:: Provided text ::
________

But the mind / ego hates this — it is a problem-solver. If you spend time in the present where there is no problems, then you have no need for the mind / ego. In The Power of Now: A Guide to Spiritual Enlightenment, Eckhart sums this up nicely [pp 87-8]:

But the more you practice monitoring your internal mental-emotional state, the easier it will be to know when you have been trapped in past or future, which is to say unconscious, and to awaken out of the dream of time into the present. But beware: The false, unhappy self, based on mind identification, lives on time. It knows that the present moment is its own death and so feels very threatened by it. It will do all it can to take you out of it. It will try to keep you trapped in time.


Knowing this, try the 2-minute test again. With your eyes closed, focus only on the sensory data you receive from your remaining four senses. No thoughts about the past, no thoughts about the future. Try it again.

...

Still couldn't do it, could you? Now you can see how meditation training can be beneficial.

So, to answer your question, Daria: Peace exists only in the present moment. Nowhere else. But your mind will do everything it can to keep you focused on anything but the present moment. You couldn't even keep your mind focused on the present moment for two minutes, and this even after I warned you that your mind would prevent you. So who's running the show? You, or your mind? They are not the same thing. You are not your mind. Meditation helps you to dis-identify from your mind.

If by healing you mean to live at peace, you will need to find some way to live in the present moment, the only place where you will find peace. Meditation provides many methods for focusing on the present. There are other ways. In my next post, I'll outline several of them.

Sunday, August 24, 2008

Flap Your Wings

How much of your time during the day is taken up re-hashing the events of your past married life? The good, the bad, and the ugly?

A lot?

________

(Items stored from a collection)

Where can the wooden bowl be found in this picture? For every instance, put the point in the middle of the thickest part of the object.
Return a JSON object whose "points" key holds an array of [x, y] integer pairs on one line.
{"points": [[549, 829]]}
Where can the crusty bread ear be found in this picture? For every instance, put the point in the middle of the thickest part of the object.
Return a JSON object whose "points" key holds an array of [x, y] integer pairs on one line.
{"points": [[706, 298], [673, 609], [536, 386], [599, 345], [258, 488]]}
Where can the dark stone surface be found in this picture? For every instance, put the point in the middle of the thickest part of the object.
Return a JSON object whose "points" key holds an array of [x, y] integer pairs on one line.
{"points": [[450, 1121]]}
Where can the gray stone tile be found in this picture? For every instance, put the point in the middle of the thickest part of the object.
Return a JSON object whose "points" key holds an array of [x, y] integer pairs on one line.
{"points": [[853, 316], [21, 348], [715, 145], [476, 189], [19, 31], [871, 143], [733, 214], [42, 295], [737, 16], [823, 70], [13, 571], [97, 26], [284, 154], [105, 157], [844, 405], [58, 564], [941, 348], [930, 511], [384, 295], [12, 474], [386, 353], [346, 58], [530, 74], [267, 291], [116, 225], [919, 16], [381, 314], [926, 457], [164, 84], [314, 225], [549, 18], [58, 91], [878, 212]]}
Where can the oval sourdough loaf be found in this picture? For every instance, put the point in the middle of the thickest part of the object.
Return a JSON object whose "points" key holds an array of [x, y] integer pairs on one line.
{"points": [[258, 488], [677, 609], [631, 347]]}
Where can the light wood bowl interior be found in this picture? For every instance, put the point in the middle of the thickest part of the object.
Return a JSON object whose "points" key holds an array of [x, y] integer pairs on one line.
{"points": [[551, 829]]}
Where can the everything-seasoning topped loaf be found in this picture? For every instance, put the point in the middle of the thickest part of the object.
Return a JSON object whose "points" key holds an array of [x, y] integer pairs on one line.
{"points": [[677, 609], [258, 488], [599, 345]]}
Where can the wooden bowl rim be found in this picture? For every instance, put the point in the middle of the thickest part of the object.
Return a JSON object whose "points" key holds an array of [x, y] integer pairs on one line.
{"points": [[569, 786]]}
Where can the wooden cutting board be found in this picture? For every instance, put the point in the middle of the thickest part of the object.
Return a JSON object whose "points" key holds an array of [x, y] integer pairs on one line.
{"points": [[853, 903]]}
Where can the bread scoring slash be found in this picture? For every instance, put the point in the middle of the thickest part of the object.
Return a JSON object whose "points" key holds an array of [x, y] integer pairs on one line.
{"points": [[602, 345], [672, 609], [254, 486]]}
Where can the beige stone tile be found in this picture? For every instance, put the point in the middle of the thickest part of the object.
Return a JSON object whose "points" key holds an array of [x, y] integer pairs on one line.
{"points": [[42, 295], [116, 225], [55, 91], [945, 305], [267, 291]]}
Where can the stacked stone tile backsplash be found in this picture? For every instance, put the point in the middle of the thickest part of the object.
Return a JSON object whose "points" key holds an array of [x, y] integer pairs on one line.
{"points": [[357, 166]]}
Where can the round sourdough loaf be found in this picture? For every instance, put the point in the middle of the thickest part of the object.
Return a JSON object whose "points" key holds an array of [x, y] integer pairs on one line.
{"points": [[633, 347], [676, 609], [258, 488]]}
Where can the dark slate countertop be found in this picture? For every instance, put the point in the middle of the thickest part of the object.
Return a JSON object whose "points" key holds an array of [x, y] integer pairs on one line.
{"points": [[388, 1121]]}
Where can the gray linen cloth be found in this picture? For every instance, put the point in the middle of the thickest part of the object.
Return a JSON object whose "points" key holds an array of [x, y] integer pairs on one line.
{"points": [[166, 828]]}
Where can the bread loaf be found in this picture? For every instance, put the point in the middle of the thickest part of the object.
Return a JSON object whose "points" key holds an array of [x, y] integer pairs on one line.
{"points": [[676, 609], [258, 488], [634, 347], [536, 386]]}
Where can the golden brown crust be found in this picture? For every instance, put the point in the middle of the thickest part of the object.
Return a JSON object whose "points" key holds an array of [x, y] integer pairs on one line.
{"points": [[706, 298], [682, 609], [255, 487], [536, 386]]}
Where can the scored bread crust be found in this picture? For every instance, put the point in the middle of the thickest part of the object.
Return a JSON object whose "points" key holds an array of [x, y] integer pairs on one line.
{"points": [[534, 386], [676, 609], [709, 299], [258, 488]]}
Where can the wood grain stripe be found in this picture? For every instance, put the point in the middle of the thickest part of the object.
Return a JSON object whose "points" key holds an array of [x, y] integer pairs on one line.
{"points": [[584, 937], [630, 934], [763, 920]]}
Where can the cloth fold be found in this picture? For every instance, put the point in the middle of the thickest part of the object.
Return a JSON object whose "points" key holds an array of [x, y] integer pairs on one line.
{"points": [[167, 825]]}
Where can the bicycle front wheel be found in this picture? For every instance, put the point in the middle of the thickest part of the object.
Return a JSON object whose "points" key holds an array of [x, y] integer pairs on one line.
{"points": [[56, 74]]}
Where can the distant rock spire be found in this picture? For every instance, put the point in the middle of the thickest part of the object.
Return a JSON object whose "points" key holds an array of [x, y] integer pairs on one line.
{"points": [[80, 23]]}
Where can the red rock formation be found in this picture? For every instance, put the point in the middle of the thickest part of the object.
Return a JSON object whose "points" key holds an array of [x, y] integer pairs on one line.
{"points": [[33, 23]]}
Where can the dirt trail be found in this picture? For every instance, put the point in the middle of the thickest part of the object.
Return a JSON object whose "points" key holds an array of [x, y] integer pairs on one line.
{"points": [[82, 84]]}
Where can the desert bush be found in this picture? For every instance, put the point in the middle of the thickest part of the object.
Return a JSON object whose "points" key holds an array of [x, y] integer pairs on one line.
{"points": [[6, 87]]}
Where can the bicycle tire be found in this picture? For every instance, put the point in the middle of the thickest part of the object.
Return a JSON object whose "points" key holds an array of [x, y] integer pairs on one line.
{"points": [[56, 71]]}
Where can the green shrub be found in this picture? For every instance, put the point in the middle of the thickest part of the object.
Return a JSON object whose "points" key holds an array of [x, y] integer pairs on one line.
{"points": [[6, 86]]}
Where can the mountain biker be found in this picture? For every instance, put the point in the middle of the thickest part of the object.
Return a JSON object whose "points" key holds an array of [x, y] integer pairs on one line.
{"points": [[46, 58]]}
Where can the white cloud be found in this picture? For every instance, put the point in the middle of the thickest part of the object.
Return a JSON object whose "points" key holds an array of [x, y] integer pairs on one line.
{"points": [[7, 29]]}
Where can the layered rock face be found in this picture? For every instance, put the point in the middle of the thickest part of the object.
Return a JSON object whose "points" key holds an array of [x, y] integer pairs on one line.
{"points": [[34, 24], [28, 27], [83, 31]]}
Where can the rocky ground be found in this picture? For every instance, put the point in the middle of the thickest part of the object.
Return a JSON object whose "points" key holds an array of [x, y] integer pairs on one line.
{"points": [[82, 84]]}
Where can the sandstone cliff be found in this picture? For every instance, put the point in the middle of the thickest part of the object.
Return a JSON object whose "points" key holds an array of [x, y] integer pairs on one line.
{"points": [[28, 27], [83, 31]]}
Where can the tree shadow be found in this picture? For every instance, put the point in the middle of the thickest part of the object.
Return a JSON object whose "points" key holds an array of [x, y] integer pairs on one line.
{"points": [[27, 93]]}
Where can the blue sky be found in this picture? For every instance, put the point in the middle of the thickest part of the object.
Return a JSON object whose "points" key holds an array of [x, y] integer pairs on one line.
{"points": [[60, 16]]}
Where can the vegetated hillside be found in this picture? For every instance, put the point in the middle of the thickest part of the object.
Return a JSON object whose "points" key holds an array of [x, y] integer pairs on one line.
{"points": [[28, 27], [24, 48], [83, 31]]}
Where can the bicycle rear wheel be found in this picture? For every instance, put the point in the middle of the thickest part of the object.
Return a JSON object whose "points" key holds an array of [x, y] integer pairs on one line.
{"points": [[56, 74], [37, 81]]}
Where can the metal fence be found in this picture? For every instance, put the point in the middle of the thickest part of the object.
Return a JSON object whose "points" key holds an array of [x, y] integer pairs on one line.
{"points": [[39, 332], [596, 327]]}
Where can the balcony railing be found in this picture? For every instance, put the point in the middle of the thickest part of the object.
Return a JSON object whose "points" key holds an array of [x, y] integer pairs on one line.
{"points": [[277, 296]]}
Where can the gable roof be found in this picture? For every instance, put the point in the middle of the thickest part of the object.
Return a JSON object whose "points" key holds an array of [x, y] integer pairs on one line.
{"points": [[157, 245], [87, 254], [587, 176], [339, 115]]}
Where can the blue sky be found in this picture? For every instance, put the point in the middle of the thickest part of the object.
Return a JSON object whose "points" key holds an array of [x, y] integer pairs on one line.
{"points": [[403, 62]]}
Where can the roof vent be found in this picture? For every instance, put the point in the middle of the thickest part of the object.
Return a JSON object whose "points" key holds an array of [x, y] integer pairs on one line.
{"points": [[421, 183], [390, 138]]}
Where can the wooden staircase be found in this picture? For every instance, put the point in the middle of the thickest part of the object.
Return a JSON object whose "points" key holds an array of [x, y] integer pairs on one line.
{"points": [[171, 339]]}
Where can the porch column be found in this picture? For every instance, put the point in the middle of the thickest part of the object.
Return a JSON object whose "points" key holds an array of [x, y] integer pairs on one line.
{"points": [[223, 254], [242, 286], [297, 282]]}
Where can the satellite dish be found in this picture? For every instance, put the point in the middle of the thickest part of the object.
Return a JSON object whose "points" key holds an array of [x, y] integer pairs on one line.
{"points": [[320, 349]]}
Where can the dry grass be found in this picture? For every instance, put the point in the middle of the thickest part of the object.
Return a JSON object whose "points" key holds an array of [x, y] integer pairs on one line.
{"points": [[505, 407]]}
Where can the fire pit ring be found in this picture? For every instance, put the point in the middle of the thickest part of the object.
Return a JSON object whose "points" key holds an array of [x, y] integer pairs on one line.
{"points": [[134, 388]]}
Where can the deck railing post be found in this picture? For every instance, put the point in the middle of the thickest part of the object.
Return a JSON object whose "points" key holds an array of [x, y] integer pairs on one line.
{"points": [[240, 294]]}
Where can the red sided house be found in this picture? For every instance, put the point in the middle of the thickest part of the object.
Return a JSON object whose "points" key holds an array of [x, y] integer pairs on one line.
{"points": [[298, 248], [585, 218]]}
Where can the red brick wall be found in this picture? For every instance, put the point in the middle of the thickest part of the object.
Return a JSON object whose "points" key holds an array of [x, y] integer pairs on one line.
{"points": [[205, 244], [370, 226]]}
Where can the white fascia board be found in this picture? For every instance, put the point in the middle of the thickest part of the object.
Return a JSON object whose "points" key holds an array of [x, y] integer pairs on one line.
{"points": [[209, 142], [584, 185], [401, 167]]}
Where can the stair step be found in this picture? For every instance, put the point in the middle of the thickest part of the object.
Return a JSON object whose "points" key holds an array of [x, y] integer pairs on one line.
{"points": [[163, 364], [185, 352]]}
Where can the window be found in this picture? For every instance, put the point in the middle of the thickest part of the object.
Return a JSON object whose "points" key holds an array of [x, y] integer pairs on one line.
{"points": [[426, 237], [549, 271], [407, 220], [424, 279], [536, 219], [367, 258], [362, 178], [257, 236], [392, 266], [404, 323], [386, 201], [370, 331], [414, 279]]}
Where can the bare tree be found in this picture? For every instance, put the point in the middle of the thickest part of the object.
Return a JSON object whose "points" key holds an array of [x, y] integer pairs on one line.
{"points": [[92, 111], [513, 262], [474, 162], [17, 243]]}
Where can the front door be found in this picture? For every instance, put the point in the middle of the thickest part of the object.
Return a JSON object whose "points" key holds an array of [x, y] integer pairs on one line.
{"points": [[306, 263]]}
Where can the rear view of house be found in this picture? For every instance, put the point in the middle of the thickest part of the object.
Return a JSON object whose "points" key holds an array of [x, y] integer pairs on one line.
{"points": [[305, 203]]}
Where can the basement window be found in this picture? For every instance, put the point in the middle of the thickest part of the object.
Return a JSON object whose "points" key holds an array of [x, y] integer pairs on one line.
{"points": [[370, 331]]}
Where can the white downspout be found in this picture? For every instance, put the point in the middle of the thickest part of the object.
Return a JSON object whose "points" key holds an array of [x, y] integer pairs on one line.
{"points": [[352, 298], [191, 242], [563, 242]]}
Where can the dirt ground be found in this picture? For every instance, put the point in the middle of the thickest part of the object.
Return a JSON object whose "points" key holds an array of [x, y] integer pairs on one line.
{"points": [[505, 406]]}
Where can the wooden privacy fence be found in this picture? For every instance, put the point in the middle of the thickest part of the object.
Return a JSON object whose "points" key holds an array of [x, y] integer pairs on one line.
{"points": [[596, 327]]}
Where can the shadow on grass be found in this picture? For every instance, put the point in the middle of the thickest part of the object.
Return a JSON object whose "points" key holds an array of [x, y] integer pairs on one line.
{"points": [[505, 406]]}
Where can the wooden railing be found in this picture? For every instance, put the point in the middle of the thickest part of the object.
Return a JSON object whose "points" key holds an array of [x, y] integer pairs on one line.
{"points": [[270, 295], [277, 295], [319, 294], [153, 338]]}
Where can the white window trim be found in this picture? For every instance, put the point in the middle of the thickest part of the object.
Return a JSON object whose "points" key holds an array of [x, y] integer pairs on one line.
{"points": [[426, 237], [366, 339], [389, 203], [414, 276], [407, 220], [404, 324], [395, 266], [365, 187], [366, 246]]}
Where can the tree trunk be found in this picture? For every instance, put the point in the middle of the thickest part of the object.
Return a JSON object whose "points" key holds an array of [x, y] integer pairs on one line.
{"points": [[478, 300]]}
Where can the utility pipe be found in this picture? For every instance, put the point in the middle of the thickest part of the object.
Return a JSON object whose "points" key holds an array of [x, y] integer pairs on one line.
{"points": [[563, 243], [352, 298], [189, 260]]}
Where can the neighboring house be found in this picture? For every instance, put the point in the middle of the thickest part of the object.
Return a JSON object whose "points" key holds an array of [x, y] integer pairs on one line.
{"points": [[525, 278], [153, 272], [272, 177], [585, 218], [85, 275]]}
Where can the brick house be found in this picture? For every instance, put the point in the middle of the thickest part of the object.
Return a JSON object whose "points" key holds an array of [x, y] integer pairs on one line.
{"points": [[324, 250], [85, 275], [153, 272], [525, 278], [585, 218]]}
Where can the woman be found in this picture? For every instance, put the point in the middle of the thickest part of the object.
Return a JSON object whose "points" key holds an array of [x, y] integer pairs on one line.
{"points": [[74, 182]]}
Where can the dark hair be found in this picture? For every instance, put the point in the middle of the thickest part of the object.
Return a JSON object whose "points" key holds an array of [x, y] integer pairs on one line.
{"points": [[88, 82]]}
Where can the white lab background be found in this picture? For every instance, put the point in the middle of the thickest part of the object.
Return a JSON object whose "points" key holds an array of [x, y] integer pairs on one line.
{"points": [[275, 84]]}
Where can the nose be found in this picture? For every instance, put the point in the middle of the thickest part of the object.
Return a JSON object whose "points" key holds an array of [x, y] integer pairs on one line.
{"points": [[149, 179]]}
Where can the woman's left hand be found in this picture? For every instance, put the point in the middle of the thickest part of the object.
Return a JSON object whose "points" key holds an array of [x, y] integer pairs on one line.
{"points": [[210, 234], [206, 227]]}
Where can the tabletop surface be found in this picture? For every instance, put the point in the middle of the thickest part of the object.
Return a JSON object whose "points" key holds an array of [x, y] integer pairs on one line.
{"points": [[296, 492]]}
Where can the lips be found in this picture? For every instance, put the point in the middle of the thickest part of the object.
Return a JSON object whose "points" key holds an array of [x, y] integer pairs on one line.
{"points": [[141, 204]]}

________

:: Task set ::
- A) Please transcribe the whole passage on meditation and the present moment without any changes.
- B) How many lines of the listing contain the string "grass"? Reply with the number alone.

:: Outputs in order ::
- A)
But the mind / ego hates this — it is a problem-solver. If you spend time in the present where there is no problems, then you have no need for the mind / ego. In The Power of Now: A Guide to Spiritual Enlightenment, Eckhart sums this up nicely [pp 87-8]:

But the more you practice monitoring your internal mental-emotional state, the easier it will be to know when you have been trapped in past or future, which is to say unconscious, and to awaken out of the dream of time into the present. But beware: The false, unhappy self, based on mind identification, lives on time. It knows that the present moment is its own death and so feels very threatened by it. It will do all it can to take you out of it. It will try to keep you trapped in time.


Knowing this, try the 2-minute test again. With your eyes closed, focus only on the sensory data you receive from your remaining four senses. No thoughts about the past, no thoughts about the future. Try it again.

...

Still couldn't do it, could you? Now you can see how meditation training can be beneficial.

So, to answer your question, Daria: Peace exists only in the present moment. Nowhere else. But your mind will do everything it can to keep you focused on anything but the present moment. You couldn't even keep your mind focused on the present moment for two minutes, and this even after I warned you that your mind would prevent you. So who's running the show? You, or your mind? They are not the same thing. You are not your mind. Meditation helps you to dis-identify from your mind.

If by healing you mean to live at peace, you will need to find some way to live in the present moment, the only place where you will find peace. Meditation provides many methods for focusing on the present. There are other ways. In my next post, I'll outline several of them.

Sunday, August 24, 2008

Flap Your Wings

How much of your time during the day is taken up re-hashing the events of your past married life? The good, the bad, and the ugly?

A lot?

- B) 2